Instruction
Please reproduce word for word the lines of the data below, starting with the line that contains "Point out the shoreline, one" and continuing through the end of the data, both ends included.

** START OF Task input **

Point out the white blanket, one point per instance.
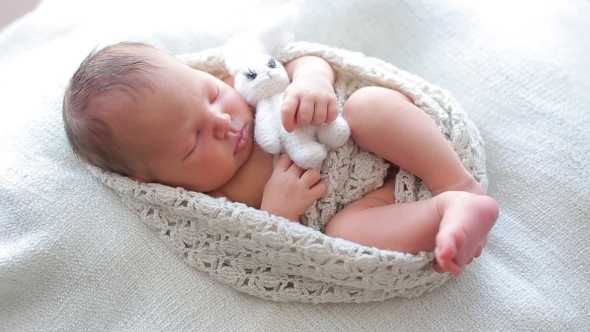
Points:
(72, 257)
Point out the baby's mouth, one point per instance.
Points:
(242, 139)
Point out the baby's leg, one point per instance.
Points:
(387, 123)
(453, 224)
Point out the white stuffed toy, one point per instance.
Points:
(261, 80)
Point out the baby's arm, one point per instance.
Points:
(310, 98)
(291, 190)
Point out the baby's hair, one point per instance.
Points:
(116, 72)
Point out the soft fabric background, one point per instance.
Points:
(73, 258)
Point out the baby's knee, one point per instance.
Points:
(370, 100)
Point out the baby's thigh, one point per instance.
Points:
(382, 196)
(371, 107)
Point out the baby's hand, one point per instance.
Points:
(309, 99)
(291, 190)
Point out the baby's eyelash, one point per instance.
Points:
(250, 74)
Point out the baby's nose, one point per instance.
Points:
(221, 125)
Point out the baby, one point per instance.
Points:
(137, 111)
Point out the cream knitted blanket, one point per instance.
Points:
(273, 258)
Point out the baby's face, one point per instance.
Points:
(191, 129)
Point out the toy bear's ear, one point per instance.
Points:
(268, 37)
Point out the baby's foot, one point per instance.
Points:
(466, 221)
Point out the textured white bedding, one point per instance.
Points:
(72, 257)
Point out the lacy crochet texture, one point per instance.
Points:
(273, 258)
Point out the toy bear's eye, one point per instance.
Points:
(272, 63)
(250, 74)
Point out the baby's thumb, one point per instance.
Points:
(288, 113)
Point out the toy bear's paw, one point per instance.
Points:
(335, 133)
(311, 156)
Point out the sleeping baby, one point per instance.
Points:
(137, 111)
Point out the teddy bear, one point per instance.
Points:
(261, 79)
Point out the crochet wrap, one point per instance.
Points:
(273, 258)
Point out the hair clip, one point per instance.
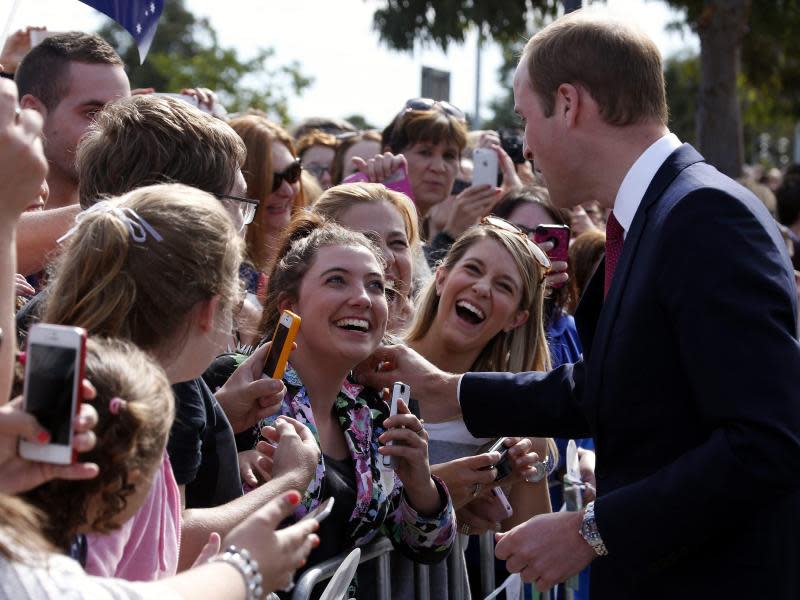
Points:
(138, 227)
(115, 404)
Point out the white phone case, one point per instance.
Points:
(399, 391)
(484, 167)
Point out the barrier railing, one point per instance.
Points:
(381, 549)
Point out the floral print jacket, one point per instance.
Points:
(381, 504)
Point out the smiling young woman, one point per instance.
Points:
(334, 279)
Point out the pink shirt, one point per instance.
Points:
(146, 547)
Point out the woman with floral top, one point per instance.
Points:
(334, 279)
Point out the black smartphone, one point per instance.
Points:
(503, 466)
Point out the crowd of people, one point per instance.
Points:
(176, 236)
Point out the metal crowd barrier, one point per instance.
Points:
(380, 551)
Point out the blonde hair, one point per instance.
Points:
(587, 51)
(524, 348)
(338, 199)
(115, 286)
(130, 437)
(258, 134)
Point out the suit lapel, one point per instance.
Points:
(672, 167)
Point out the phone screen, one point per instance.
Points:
(51, 382)
(275, 351)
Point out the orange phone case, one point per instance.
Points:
(282, 339)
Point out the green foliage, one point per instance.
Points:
(401, 22)
(769, 86)
(186, 53)
(682, 76)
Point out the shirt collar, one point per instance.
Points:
(639, 176)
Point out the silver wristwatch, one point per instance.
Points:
(590, 533)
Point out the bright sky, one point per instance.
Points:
(336, 45)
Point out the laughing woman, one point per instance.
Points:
(334, 279)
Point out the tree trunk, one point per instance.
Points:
(719, 121)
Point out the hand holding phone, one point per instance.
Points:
(503, 467)
(53, 388)
(400, 391)
(282, 340)
(484, 167)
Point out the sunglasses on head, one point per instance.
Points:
(290, 174)
(430, 104)
(503, 225)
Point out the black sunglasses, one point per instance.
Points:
(430, 104)
(290, 174)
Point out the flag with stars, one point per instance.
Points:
(138, 17)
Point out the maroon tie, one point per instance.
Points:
(615, 236)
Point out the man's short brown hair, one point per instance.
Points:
(145, 140)
(44, 72)
(617, 64)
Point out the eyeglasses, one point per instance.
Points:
(247, 206)
(290, 174)
(430, 104)
(317, 170)
(503, 225)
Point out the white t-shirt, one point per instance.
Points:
(57, 577)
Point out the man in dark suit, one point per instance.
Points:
(690, 384)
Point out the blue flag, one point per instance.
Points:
(138, 17)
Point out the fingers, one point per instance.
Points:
(87, 417)
(277, 509)
(74, 472)
(268, 432)
(301, 430)
(88, 391)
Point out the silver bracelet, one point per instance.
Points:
(247, 566)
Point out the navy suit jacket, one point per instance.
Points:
(690, 387)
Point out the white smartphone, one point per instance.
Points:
(501, 496)
(484, 167)
(52, 393)
(322, 512)
(400, 391)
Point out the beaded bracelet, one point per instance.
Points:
(247, 566)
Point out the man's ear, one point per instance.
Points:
(207, 313)
(568, 103)
(519, 319)
(31, 101)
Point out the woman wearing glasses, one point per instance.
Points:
(272, 171)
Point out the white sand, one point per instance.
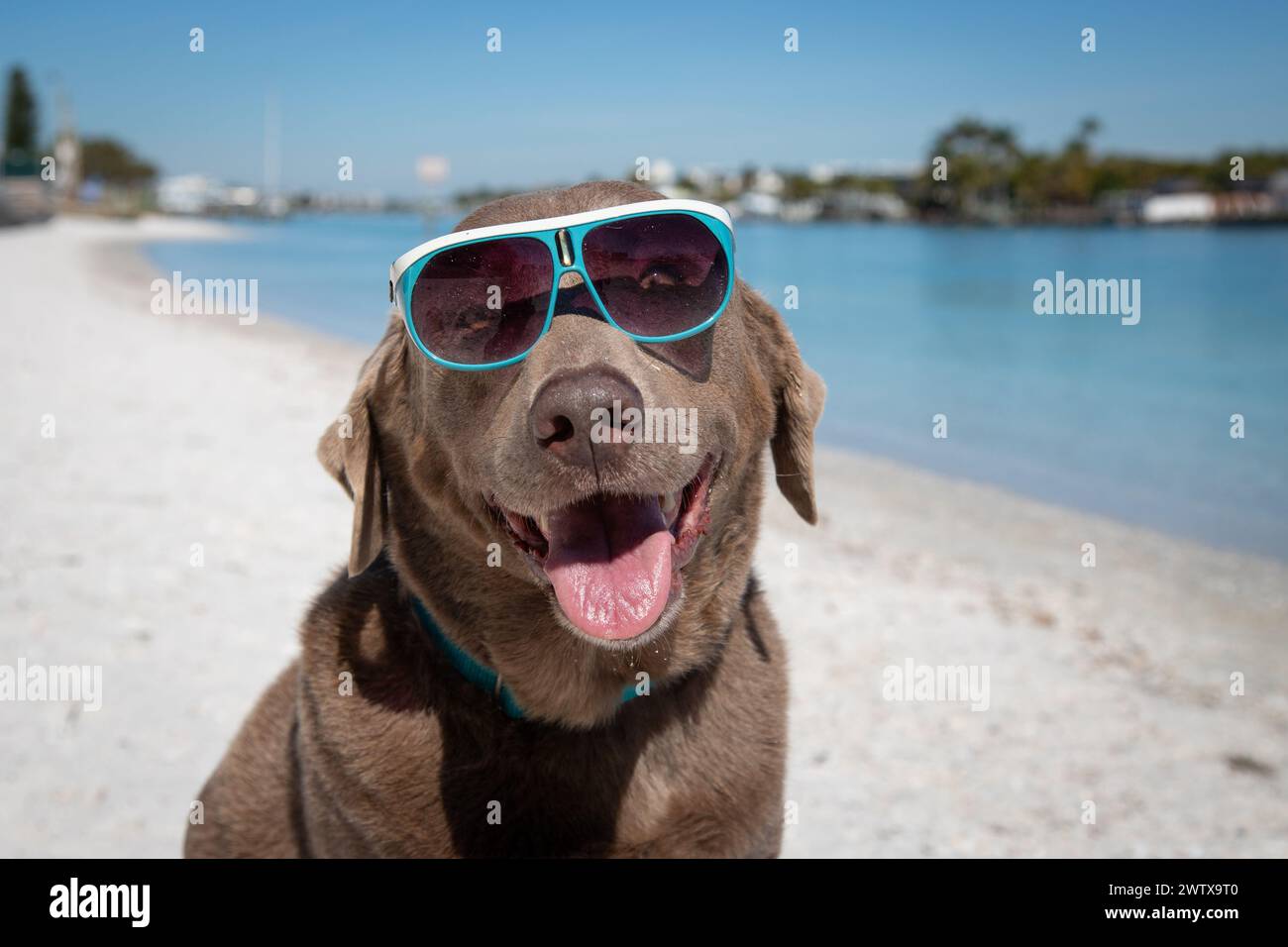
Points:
(1107, 684)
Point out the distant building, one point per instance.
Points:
(188, 193)
(1179, 208)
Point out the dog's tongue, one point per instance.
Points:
(610, 565)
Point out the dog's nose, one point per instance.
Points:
(578, 416)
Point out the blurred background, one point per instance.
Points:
(335, 141)
(901, 178)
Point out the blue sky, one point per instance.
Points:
(584, 88)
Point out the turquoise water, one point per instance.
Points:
(909, 322)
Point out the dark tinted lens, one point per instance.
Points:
(657, 274)
(483, 302)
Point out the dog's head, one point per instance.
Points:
(566, 538)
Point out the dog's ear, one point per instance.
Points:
(799, 394)
(349, 450)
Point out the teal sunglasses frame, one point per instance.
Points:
(407, 268)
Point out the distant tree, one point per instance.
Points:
(20, 124)
(980, 162)
(111, 161)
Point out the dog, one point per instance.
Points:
(382, 740)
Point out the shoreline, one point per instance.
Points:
(1108, 684)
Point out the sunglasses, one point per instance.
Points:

** END OF Task input **

Expected answer
Point out the shoreline, one point per instance.
Points:
(1108, 684)
Point out the sunglasses, one point per instance.
Points:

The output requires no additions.